* **Kutipan Bacaan**:
'''

Deduksi adalah cara berpikir yang di tangkap atau di ambil dari pernyataan yang
bersifat umum lalu ditarik kesimpulan yang bersifat khusus. Penarikan kesimpulan
secara deduktif biasanya mempergunakan pola berpikir yang dinamakan silogismus.
Dalam deduktif telah diketahui kebenarannya
secara umum, kemudian bergerak menuju pengetahuan baru tentang kasus-kasus atau
gejala-gejala khusus atau individual. Jadi deduksi adalah proses berfikir yang
bertolak dari sesuatu yang umum (prinsip, hukum, toeri, keyakinan) menuju hal
khusus. Berdasarkan sesuatu yang umum itu ditariklah kesimpulan tentang hal-hal
yang khusus yang merupakan bagian dari kasus atau peristiwa itu.
Contoh :
Semua mahluk akan mati.
Manusia adalah mahluk.
Karena itu semua manusia akan mati.
Contoh di atas merupakan bentuk penalaran
deduktif. proses penalaran itu berlangsung dalam tiga tahap. Pertama,
generalisasi sebagai pangkal tolak. Kedua, penerapan atau perincian
generalisasi melalui kasus tertentu. Ketiga, kesimpulan deduktif yang berlaku
bagi kasus khusus itu. Deduksi menggunakan silogisme dan entimem.

'''

* **Tujuan Pembelajaran**:
• 1. Tentukan apakah setiap pernyataan berikut sesuai dengan kutipan tentang deduksi. Jawab ya atau tidak, lalu sertakan kata-kata kutipan yang menjadi dasarnya.
(a) Penarikan kesimpulan secara deduktif biasanya memakai pola berpikir silogismus.
(b) Deduksi bergerak dari hal yang khusus menuju hal yang umum.
(c) Proses penalaran deduktif berlangsung dalam empat tahap.
• 2. Sebutkan semua tahap proses penalaran deduktif menurut kutipan tentang deduksi.
• 3. Teruskan kutipan tentang deduksi, dimulai sesudah kalimat terakhirnya.
Daftar berikut sama sekali tidak berkaitan dengan kutipan tentang deduksi.

* **Data yang Disediakan**:
'''

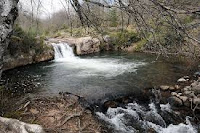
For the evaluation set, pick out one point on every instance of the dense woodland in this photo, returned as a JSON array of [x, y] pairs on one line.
[[159, 26]]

'''

* **Jawaban Setiap Tugas**:
• 1.
(a) Ya: "Penarikan kesimpulan secara deduktif biasanya mempergunakan pola berpikir yang dinamakan silogismus."
(b) Tidak: "proses berfikir yang bertolak dari sesuatu yang umum"
(c) Tidak: "proses penalaran itu berlangsung dalam tiga tahap"

• 2.
1. Generalisasi sebagai pangkal tolak.
2. Penerapan atau perincian generalisasi melalui kasus tertentu.
3. Kesimpulan deduktif yang berlaku bagi kasus khusus itu.

• 3.
Dapat disimpulkan secara lebih spesifik bahwa
argumen berpikir deduktif dapat dibuktikan kebenarannya. Kebenaran konklusi
dalam argumen deduktif bergantung pada dua hal, yaitu kesahihan bentuk argumen
berdasarkan prinsip dan hukumnya; dan kebenaran isi premisnya berdasarkan
realitas. Sebuah argumen deduktif tetap dapat dikatakan benar berdasarkan
bentuknya, meskipun isinya tidak sesuai dengan realitas yang ada; atau isi
argumen deduktif benar menurut realitas meskipun secara bentuk ia tidak
benar.
Dalam deduktif uraian mengenai proses
berpikir antara lain :
a.
Silogisme
Kategorial
Silogisme kategorial adalah silogisme yang
semua proposisinya merupakan kategorial. Proposisi yang mendukung silogisme
disebut dengan premis yang kemudian dapat dibedakan menjadi premis mayor
(premis yang termnya menjadi predikat), dan premis minor ( premis yang termnya
menjadi subjek). Yang menghubungkan di antara kedua premis tersebut adalah term
penengah (middle term).
Contoh:
-
Semua
tumbuhan membutuhkan air. (Premis Mayor)
-
Akasia adalah tumbuhan (premis
minor).
∴ Akasia membutuhkan air (Konklusi)
Hukum-hukum Silogisme Katagorik. Apabila
salah satu premis bersifat partikular, maka kesimpulan harus partikular juga. Contoh:
-
Semua
yang halal dimakan
menyehatkan (mayor).
-
Sebagian
makanan tidak menyehatkan (minor).
∴ Sebagian
makanan tidak halal dimakan (konklusi).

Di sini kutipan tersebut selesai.